## Exercise instructions
Within the listing below, how many lines contain "woman"? Only the number is wanted.

## Records shown
────

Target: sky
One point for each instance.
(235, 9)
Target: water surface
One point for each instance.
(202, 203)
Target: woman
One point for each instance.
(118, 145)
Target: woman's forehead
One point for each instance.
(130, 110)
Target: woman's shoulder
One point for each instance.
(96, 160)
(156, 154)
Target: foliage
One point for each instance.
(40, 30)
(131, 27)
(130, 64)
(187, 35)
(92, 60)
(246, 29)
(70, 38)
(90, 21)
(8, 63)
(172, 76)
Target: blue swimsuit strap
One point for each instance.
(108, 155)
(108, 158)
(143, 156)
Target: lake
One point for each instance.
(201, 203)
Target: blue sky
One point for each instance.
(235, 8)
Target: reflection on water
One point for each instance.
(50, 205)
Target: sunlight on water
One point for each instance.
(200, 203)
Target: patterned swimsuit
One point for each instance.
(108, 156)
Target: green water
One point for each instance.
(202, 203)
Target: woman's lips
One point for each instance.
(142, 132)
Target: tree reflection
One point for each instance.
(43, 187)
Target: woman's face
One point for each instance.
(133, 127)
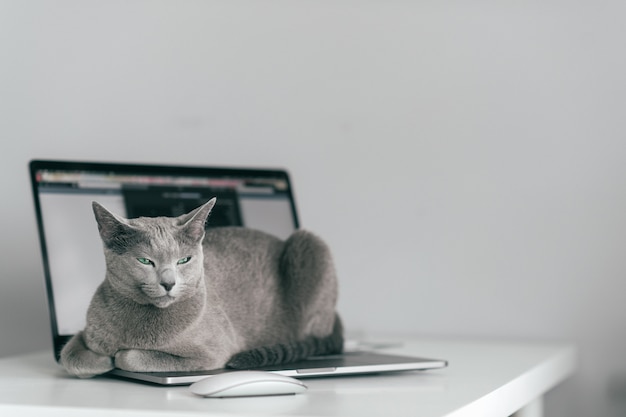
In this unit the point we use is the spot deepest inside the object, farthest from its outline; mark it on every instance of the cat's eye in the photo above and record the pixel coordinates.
(145, 261)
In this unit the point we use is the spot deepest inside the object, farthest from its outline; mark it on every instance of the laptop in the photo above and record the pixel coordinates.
(73, 260)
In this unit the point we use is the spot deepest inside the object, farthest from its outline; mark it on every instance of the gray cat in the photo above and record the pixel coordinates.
(178, 298)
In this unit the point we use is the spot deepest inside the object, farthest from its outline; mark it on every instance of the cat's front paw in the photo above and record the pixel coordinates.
(80, 361)
(131, 360)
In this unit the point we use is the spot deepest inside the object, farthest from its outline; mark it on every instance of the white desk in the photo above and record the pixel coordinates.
(482, 379)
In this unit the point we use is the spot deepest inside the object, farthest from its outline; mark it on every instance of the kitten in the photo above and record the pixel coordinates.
(178, 298)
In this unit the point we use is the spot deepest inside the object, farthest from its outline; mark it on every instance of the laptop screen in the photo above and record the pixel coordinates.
(72, 251)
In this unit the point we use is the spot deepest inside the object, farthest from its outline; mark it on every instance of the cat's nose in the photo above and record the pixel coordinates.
(168, 280)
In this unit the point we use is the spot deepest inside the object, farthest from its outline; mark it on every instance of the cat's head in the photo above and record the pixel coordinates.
(154, 260)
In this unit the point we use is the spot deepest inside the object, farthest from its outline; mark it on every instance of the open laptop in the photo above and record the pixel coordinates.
(73, 258)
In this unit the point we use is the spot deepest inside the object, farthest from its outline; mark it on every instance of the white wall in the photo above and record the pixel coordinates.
(465, 160)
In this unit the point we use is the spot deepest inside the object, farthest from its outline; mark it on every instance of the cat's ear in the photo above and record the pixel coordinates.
(193, 223)
(114, 231)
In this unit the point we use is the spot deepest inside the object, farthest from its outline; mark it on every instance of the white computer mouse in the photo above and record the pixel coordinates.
(247, 384)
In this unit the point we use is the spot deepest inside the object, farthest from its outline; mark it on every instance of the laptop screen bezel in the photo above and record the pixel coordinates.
(38, 165)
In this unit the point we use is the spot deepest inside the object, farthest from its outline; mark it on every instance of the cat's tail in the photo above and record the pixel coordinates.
(290, 352)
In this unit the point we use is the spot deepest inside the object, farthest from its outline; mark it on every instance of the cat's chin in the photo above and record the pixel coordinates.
(163, 302)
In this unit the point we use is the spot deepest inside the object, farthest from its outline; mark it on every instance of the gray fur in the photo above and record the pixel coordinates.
(244, 298)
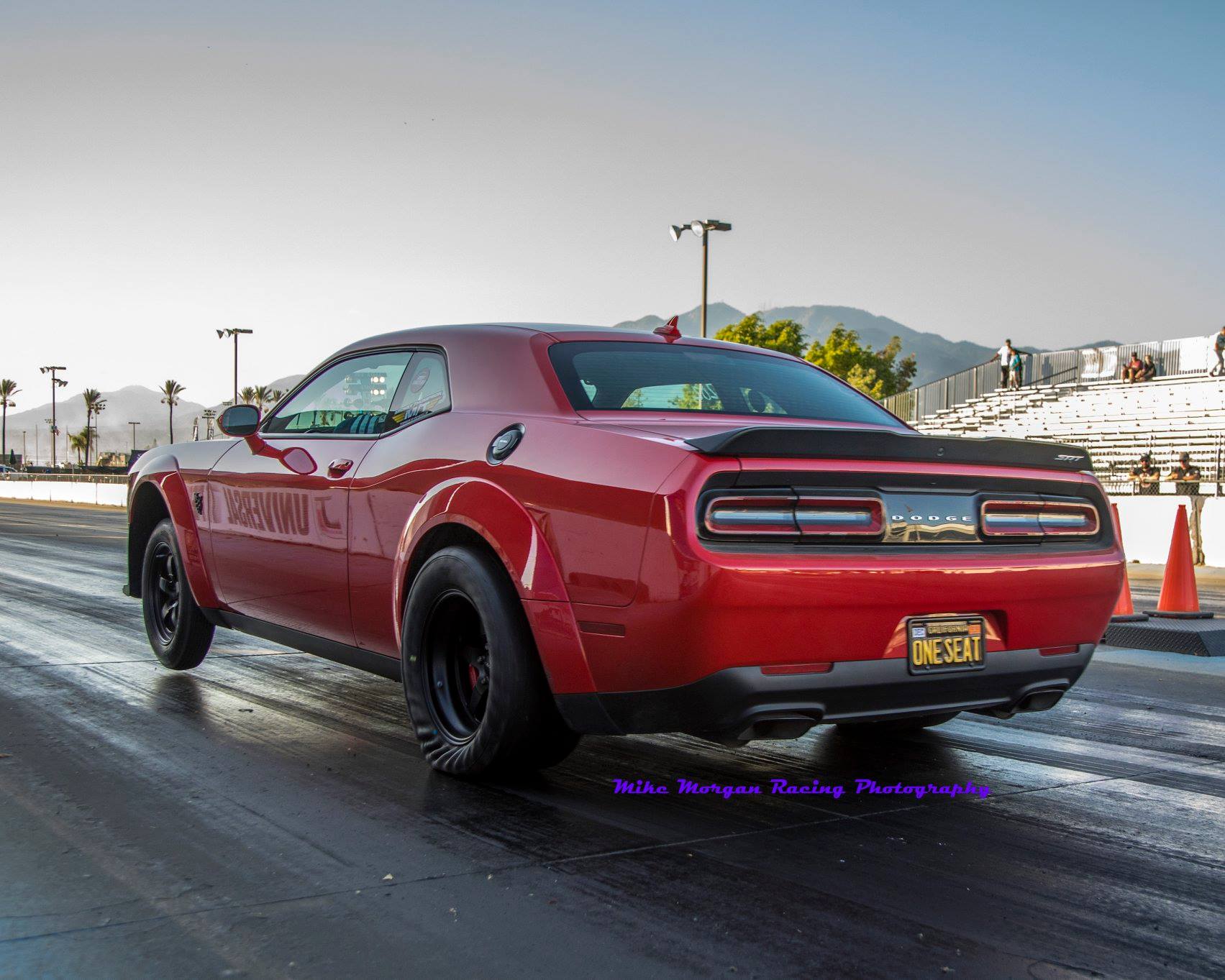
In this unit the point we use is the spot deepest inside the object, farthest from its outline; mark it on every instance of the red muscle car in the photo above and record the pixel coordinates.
(545, 531)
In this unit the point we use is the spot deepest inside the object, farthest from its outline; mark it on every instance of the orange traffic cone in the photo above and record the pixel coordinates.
(1124, 609)
(1179, 598)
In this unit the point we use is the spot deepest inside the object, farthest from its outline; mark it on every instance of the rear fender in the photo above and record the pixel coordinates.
(510, 529)
(163, 477)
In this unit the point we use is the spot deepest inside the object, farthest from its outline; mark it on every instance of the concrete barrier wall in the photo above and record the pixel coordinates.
(1148, 526)
(68, 492)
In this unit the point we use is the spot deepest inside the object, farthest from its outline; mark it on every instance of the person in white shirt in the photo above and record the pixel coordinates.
(1005, 357)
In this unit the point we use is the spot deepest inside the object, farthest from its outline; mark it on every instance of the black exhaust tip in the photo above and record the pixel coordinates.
(1039, 701)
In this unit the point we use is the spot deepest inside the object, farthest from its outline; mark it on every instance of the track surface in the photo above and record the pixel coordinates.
(268, 815)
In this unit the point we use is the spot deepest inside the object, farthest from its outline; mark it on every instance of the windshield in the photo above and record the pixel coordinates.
(634, 376)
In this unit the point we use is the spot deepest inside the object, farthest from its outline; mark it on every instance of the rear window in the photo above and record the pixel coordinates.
(629, 376)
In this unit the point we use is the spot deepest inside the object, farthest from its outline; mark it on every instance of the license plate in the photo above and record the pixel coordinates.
(946, 644)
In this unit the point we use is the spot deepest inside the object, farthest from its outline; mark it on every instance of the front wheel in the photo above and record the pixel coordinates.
(477, 694)
(178, 631)
(895, 727)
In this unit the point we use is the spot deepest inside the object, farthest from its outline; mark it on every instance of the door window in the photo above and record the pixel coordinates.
(352, 397)
(423, 391)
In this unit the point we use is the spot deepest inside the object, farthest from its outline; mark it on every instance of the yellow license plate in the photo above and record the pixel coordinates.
(941, 644)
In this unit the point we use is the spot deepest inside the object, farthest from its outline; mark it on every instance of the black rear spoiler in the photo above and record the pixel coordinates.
(798, 442)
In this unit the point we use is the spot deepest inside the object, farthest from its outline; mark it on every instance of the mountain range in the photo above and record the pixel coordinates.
(936, 357)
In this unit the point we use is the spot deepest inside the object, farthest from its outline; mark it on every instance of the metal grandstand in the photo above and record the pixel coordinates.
(1077, 396)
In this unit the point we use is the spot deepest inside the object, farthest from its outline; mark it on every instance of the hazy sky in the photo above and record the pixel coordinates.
(322, 172)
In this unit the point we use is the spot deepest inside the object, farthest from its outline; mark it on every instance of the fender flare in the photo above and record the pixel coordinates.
(168, 482)
(509, 528)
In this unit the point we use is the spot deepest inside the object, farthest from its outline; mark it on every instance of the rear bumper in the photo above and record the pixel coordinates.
(742, 703)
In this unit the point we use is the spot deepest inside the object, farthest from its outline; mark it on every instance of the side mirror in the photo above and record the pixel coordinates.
(239, 421)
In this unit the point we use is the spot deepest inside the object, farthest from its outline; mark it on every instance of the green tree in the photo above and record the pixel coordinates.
(875, 372)
(8, 388)
(784, 336)
(170, 393)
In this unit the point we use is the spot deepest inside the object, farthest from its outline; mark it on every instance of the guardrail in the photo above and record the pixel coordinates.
(66, 477)
(1188, 355)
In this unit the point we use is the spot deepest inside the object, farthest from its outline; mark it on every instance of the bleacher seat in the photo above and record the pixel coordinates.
(1115, 421)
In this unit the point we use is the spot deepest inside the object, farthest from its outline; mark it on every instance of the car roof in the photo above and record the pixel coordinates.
(507, 330)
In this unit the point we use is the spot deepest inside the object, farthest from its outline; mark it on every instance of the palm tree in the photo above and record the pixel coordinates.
(80, 441)
(94, 405)
(8, 388)
(99, 406)
(170, 393)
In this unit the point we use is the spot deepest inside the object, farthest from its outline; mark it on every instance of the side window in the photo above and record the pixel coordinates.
(352, 397)
(423, 391)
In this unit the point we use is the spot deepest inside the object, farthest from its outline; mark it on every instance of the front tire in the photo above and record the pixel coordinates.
(477, 694)
(178, 631)
(895, 727)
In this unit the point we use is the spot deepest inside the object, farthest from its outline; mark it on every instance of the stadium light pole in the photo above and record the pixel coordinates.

────

## Exercise output
5